(Location annotation dataset excerpts)
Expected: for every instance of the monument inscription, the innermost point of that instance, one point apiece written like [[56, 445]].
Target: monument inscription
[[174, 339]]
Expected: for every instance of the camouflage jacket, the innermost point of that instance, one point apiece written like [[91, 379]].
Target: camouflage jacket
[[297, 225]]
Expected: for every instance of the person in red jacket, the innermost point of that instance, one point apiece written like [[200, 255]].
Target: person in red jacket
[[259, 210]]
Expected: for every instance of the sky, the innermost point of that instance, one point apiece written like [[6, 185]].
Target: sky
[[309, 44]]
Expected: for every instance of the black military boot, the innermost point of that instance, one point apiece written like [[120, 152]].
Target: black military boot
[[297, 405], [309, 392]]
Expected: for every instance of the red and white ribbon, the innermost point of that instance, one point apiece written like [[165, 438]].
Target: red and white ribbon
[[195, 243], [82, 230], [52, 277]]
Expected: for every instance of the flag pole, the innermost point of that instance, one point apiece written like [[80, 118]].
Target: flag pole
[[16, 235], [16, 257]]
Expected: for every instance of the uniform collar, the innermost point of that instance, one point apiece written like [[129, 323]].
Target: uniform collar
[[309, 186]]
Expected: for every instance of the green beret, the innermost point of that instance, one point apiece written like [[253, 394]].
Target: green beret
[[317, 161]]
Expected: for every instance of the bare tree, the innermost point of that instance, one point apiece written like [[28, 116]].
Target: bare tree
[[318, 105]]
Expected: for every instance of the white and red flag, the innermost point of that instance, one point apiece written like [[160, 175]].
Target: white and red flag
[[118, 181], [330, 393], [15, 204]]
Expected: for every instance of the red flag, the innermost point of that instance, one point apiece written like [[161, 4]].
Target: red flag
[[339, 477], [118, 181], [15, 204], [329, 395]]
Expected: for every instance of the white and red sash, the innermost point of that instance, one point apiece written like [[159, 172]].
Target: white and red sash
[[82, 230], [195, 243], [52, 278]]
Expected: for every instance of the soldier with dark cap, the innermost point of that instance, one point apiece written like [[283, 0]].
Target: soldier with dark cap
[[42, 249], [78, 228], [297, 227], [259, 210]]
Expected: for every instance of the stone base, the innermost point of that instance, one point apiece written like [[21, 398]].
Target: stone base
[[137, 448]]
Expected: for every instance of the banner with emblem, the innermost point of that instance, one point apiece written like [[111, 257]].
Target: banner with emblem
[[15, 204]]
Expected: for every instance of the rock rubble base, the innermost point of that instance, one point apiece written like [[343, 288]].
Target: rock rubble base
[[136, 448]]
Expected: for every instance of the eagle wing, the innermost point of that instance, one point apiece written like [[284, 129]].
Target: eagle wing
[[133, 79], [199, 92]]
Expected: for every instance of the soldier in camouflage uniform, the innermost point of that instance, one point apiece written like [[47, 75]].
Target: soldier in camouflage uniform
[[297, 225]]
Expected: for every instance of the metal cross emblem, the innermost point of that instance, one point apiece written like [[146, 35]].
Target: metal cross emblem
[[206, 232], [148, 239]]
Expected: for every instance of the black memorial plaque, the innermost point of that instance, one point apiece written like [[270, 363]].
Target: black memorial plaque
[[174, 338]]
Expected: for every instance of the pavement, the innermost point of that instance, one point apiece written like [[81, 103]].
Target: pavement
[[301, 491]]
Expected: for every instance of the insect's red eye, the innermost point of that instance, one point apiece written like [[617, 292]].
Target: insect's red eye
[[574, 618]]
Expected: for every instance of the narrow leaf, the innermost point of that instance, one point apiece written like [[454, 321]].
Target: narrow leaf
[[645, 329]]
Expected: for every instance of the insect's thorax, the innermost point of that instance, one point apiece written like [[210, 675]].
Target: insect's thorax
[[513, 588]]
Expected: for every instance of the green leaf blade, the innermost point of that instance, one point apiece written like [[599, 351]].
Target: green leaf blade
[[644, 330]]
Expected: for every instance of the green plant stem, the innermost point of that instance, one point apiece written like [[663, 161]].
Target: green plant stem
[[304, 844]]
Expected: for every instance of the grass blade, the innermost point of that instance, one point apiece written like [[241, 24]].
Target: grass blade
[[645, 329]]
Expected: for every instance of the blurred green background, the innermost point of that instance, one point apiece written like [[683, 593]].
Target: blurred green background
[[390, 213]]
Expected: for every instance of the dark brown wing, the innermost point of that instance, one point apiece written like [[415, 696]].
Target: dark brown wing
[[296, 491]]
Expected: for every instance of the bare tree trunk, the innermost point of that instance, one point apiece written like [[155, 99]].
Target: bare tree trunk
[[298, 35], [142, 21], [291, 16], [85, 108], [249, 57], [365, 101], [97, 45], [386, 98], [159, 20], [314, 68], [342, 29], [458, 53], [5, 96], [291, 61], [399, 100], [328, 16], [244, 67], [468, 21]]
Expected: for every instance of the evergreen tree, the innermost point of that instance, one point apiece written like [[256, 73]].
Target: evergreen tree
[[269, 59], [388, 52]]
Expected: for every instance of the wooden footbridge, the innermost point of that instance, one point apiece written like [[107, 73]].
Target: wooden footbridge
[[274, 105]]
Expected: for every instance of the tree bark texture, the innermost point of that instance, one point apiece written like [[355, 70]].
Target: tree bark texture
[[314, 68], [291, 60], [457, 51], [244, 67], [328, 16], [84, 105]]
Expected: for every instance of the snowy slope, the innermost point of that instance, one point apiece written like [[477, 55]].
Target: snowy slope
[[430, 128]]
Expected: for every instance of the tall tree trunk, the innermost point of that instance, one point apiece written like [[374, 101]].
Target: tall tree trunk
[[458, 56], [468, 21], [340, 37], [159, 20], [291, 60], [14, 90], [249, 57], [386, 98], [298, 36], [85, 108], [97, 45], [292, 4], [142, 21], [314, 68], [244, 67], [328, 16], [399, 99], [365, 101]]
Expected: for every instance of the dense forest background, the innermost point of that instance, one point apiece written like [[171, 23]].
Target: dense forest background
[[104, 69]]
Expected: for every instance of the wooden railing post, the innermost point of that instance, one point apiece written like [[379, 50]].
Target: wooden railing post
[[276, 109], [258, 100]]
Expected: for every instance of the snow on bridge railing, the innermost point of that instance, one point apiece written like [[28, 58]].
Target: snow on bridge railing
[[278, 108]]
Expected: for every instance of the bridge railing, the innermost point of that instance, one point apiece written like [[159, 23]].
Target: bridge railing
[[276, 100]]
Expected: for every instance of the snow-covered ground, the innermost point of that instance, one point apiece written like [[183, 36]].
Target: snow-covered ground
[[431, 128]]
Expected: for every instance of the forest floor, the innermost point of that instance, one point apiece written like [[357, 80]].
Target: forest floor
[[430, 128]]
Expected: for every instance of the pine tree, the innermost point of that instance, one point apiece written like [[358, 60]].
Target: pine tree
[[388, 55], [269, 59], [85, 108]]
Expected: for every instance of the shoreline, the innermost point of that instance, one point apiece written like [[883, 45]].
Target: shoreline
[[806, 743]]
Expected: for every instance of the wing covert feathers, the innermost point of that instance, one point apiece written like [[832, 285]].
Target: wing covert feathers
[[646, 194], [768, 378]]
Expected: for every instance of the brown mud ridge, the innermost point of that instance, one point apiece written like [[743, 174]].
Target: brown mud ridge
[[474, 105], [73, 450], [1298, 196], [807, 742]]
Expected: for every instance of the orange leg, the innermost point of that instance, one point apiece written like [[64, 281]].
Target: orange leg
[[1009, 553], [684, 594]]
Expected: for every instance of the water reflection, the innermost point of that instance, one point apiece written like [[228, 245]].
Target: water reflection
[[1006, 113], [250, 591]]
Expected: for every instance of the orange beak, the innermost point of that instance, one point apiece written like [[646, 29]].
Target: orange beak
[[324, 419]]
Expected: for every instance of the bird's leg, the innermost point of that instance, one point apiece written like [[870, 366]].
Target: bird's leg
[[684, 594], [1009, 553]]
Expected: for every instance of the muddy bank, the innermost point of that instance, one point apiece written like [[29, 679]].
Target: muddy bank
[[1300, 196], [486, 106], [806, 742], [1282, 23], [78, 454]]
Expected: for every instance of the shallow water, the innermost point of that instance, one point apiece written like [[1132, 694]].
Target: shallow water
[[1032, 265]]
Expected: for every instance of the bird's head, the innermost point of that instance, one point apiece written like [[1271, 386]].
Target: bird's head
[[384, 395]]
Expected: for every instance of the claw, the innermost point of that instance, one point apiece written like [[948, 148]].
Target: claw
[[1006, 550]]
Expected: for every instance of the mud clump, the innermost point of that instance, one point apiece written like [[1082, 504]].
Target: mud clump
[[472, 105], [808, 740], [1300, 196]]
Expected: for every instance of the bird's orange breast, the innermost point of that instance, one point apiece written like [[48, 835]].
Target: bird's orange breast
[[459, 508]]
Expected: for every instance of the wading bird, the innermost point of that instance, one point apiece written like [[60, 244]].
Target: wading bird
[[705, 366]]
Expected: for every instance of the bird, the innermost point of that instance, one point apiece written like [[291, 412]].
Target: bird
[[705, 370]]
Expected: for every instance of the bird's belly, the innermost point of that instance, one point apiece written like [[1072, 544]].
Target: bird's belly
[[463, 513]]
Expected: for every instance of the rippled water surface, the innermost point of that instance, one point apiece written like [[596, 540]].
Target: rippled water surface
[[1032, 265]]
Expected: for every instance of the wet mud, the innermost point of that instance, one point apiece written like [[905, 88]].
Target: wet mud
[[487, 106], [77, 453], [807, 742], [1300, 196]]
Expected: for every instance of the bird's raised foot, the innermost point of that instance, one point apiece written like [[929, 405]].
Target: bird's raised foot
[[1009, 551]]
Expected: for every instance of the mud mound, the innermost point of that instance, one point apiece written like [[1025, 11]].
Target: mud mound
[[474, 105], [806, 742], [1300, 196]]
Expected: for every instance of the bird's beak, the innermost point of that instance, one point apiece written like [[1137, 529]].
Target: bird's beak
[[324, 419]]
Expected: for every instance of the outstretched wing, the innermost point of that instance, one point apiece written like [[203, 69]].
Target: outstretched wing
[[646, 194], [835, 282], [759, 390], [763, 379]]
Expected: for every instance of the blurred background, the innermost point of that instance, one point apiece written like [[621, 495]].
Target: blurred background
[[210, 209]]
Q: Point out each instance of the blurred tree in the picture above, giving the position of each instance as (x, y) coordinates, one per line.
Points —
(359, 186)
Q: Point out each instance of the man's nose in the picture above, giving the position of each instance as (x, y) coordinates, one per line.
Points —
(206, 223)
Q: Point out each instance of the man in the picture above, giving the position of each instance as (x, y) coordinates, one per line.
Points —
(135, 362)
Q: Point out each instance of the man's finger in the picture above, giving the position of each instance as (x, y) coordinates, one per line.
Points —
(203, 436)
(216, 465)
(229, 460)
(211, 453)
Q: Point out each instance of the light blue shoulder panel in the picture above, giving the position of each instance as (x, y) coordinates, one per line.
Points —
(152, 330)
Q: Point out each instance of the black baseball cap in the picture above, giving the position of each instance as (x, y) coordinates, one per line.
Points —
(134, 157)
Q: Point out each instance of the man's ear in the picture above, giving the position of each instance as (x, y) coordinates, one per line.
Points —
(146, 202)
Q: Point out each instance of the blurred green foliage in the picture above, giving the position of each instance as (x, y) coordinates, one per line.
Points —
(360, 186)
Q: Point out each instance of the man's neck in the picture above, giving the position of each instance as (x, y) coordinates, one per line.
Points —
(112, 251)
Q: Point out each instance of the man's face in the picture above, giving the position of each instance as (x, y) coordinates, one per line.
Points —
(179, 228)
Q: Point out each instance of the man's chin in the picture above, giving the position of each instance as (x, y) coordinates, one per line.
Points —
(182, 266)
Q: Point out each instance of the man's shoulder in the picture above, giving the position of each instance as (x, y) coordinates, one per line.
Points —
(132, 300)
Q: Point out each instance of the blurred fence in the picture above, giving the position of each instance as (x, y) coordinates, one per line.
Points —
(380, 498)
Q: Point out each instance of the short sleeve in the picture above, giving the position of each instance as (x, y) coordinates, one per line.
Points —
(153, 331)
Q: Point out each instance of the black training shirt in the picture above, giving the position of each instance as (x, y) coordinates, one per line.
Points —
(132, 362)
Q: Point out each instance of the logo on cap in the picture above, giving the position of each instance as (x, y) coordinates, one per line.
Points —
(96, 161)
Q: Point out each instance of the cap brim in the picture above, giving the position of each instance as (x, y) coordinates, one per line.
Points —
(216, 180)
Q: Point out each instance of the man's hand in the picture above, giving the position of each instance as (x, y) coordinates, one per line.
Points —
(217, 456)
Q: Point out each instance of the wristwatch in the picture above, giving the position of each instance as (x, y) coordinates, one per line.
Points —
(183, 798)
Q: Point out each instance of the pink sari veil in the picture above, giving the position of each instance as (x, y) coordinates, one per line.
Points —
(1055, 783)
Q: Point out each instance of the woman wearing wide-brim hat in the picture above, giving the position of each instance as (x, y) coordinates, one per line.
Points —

_Exercise details_
Write out again, unchanged, the lines of the data above, from the line containing "Expected: for every instance of the bridge" up to and including the line containing "[[276, 100]]".

_Result of this exercise_
Expected: for every instance of the bridge railing, the innermost point of that instance, one point apiece written like [[159, 23]].
Target: bridge railing
[[276, 100]]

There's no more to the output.